Provided records.
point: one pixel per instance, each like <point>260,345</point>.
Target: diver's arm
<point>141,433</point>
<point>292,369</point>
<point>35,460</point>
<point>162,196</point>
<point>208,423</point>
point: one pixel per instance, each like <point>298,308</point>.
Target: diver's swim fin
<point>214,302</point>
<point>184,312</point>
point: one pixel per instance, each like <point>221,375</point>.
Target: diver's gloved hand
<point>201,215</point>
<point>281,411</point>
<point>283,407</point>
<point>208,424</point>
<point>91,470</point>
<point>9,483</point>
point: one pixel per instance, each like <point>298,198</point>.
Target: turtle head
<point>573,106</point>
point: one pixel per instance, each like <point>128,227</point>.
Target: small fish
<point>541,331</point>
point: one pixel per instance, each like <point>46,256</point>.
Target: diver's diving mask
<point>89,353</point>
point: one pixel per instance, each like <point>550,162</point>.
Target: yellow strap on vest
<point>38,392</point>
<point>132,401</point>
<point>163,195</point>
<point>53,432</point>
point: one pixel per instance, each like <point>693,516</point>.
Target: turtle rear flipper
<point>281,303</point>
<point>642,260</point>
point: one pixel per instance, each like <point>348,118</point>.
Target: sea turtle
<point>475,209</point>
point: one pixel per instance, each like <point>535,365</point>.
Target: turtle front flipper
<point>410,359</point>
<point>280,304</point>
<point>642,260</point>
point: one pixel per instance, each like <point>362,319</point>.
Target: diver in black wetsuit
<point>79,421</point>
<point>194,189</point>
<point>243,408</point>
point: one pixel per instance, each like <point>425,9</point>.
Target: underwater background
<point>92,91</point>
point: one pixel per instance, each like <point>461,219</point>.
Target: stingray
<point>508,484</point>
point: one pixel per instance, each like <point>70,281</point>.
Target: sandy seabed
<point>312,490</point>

Goal. Retype all of the data above, line for line, without altering a single character.

Exercise output.
point: one pixel per instance, each like <point>260,345</point>.
Target: diver's arm
<point>141,433</point>
<point>292,369</point>
<point>35,460</point>
<point>162,196</point>
<point>208,423</point>
point: one pixel per instance, each like <point>298,308</point>.
Target: diver's swim fin
<point>214,302</point>
<point>184,312</point>
point: one pixel per instance, each like <point>221,375</point>.
Target: diver's gloved hand
<point>201,215</point>
<point>281,411</point>
<point>283,407</point>
<point>208,424</point>
<point>91,470</point>
<point>9,483</point>
point: one pixel per instance, each like <point>298,198</point>.
Target: turtle head
<point>573,106</point>
point: one pixel per instance, each like <point>128,227</point>.
Target: small fish
<point>541,331</point>
point: one pixel per instance, each like <point>46,256</point>.
Target: diver's diving mask
<point>89,353</point>
point: one pixel per instance, each like <point>550,162</point>.
Target: yellow strap on vest
<point>38,392</point>
<point>132,401</point>
<point>163,195</point>
<point>53,432</point>
point: one pixel per instance, each like <point>693,516</point>.
Target: turtle rear flipper
<point>281,303</point>
<point>642,260</point>
point: one pixel per instance, each like <point>348,118</point>.
Target: sea turtle
<point>475,209</point>
point: one pixel per instance, each like <point>535,365</point>.
Target: turtle front flipper
<point>410,359</point>
<point>280,304</point>
<point>642,260</point>
point: one pixel per instance, each like <point>362,319</point>.
Target: diver in black wetsuit
<point>79,421</point>
<point>194,189</point>
<point>243,408</point>
point: one pixel per instance, each like <point>425,9</point>.
Target: underwater background
<point>92,91</point>
point: one pixel per instance, each like <point>461,219</point>.
Target: stingray
<point>508,484</point>
point: one pixel per instance, each like <point>70,281</point>.
Target: sandy seabed
<point>312,490</point>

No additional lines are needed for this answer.